= 練習問題 =
a - TONTONの豚肉についての文章によると、「TONTON」という名前は何に由来し、どのような思いが込められているか説明せよ。
b - TONTONの豚肉についての文章で、飼料の大麦はどこの産か。
c - TONTONの豚肉についての文章に挙げられている単味飼料の品目をすべて書き出せ。
═══ 資料抜粋
TONTONの命名の由来は、豚ではなく、肩たたきの音だそうです。肩をたたいてあげるときのように、人を思いやる心を忘れずに、いつも食べていただく人のことを考え生産に取り組むという思いを込めていらっしゃいます。昨年からは愛農高校を卒業した娘の直美さんも手伝っています。
TONTONの豚肉
●豚の種類
アイスランドアイリッシュ(もち豚ともいわれています)の雌とランドレースの雄をかけ合わせて生まれた雌に、デュロックの雄をかけ合わせた子豚を肥育します。
●飼料
有機JAS100%に切り替えるのが目標です。現在給餌している単味飼料は、
とうもろこし…アメリカ産ポストハーベストフリー(PHF)、非遺伝子組み換え(NON-GMO)
大豆…アメリカ産PHF、NON-GMO
大麦…オーストラリア産PHF、NON-GMO
魚粉…国内産トロールミール(酸化防止剤含む)。
母豚と離乳食のみ。
貝化石…福島県産(商品名ミネゲン)
海藻粉末…ノルウェー産(商品名アルギン)
貝殻焼成カルシウム…広島産(商品名ナーリン)
══════
═══ 項目一覧
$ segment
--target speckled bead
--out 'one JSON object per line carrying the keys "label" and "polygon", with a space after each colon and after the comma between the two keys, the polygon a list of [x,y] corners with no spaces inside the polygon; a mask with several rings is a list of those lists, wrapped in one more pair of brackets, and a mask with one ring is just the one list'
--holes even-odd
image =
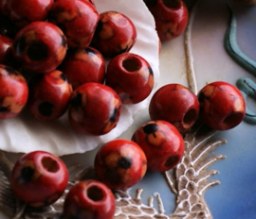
══════
= 解答例 =
a - 名前の由来は豚ではなく、肩たたきの音である。肩をたたいてあげるときのように人を思いやる心を忘れず、いつも食べる人のことを考えて生産に取り組むという思いが込められている。

b - オーストラリア産。

c - とうもろこし、大豆、大麦、魚粉、貝化石、海藻粉末、貝殻焼成カルシウム